> _Free-text object descriptions_:
>>>
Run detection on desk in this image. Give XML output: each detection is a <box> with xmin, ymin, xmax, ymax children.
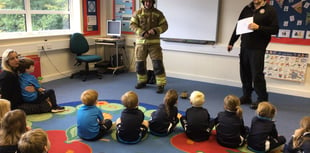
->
<box><xmin>94</xmin><ymin>37</ymin><xmax>126</xmax><ymax>75</ymax></box>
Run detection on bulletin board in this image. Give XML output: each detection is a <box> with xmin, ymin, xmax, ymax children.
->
<box><xmin>113</xmin><ymin>0</ymin><xmax>135</xmax><ymax>34</ymax></box>
<box><xmin>83</xmin><ymin>0</ymin><xmax>100</xmax><ymax>36</ymax></box>
<box><xmin>264</xmin><ymin>50</ymin><xmax>309</xmax><ymax>82</ymax></box>
<box><xmin>269</xmin><ymin>0</ymin><xmax>310</xmax><ymax>45</ymax></box>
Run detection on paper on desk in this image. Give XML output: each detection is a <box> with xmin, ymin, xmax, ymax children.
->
<box><xmin>236</xmin><ymin>17</ymin><xmax>253</xmax><ymax>35</ymax></box>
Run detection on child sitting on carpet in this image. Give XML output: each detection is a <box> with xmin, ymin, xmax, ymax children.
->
<box><xmin>116</xmin><ymin>91</ymin><xmax>149</xmax><ymax>144</ymax></box>
<box><xmin>18</xmin><ymin>128</ymin><xmax>50</xmax><ymax>153</ymax></box>
<box><xmin>213</xmin><ymin>94</ymin><xmax>249</xmax><ymax>148</ymax></box>
<box><xmin>77</xmin><ymin>89</ymin><xmax>112</xmax><ymax>141</ymax></box>
<box><xmin>18</xmin><ymin>57</ymin><xmax>65</xmax><ymax>113</ymax></box>
<box><xmin>284</xmin><ymin>116</ymin><xmax>310</xmax><ymax>153</ymax></box>
<box><xmin>180</xmin><ymin>90</ymin><xmax>213</xmax><ymax>142</ymax></box>
<box><xmin>247</xmin><ymin>102</ymin><xmax>286</xmax><ymax>153</ymax></box>
<box><xmin>0</xmin><ymin>99</ymin><xmax>11</xmax><ymax>126</ymax></box>
<box><xmin>149</xmin><ymin>89</ymin><xmax>179</xmax><ymax>136</ymax></box>
<box><xmin>0</xmin><ymin>109</ymin><xmax>30</xmax><ymax>153</ymax></box>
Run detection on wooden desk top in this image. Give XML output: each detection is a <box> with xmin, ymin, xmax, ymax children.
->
<box><xmin>95</xmin><ymin>37</ymin><xmax>125</xmax><ymax>42</ymax></box>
<<<
> _REQUIRED ACTION_: Would you write out all of the data exactly as it stands, without the pictures?

> _SOLUTION TO THIS PROBLEM_:
Run detection on desk in this image. Give XML output: each detection is a <box> with xmin, ymin, xmax, ymax children.
->
<box><xmin>94</xmin><ymin>37</ymin><xmax>126</xmax><ymax>75</ymax></box>
Run detection on bulletin board in this image. Give XML output: each detection is a <box> with xmin, ymin, xmax, ymax children.
->
<box><xmin>113</xmin><ymin>0</ymin><xmax>135</xmax><ymax>34</ymax></box>
<box><xmin>83</xmin><ymin>0</ymin><xmax>100</xmax><ymax>36</ymax></box>
<box><xmin>264</xmin><ymin>50</ymin><xmax>309</xmax><ymax>82</ymax></box>
<box><xmin>269</xmin><ymin>0</ymin><xmax>310</xmax><ymax>45</ymax></box>
Run detection on paper on desk in this image. Give XML output: each detection is a <box> with xmin, ymin, xmax, ymax children.
->
<box><xmin>236</xmin><ymin>17</ymin><xmax>253</xmax><ymax>35</ymax></box>
Run detection on child sitting on carpet in this image. Give XML output: each detection is a <box> with xmin, ymin, xmax, ymax children.
->
<box><xmin>116</xmin><ymin>91</ymin><xmax>149</xmax><ymax>144</ymax></box>
<box><xmin>18</xmin><ymin>128</ymin><xmax>50</xmax><ymax>153</ymax></box>
<box><xmin>213</xmin><ymin>94</ymin><xmax>249</xmax><ymax>148</ymax></box>
<box><xmin>77</xmin><ymin>89</ymin><xmax>112</xmax><ymax>141</ymax></box>
<box><xmin>18</xmin><ymin>57</ymin><xmax>65</xmax><ymax>113</ymax></box>
<box><xmin>284</xmin><ymin>116</ymin><xmax>310</xmax><ymax>153</ymax></box>
<box><xmin>180</xmin><ymin>90</ymin><xmax>213</xmax><ymax>142</ymax></box>
<box><xmin>247</xmin><ymin>102</ymin><xmax>286</xmax><ymax>153</ymax></box>
<box><xmin>0</xmin><ymin>99</ymin><xmax>11</xmax><ymax>126</ymax></box>
<box><xmin>149</xmin><ymin>89</ymin><xmax>179</xmax><ymax>136</ymax></box>
<box><xmin>0</xmin><ymin>109</ymin><xmax>30</xmax><ymax>153</ymax></box>
Run detection on wooden desk top in this image. Give XML output: each detection is a <box> with xmin, ymin, xmax, ymax children.
->
<box><xmin>95</xmin><ymin>37</ymin><xmax>125</xmax><ymax>42</ymax></box>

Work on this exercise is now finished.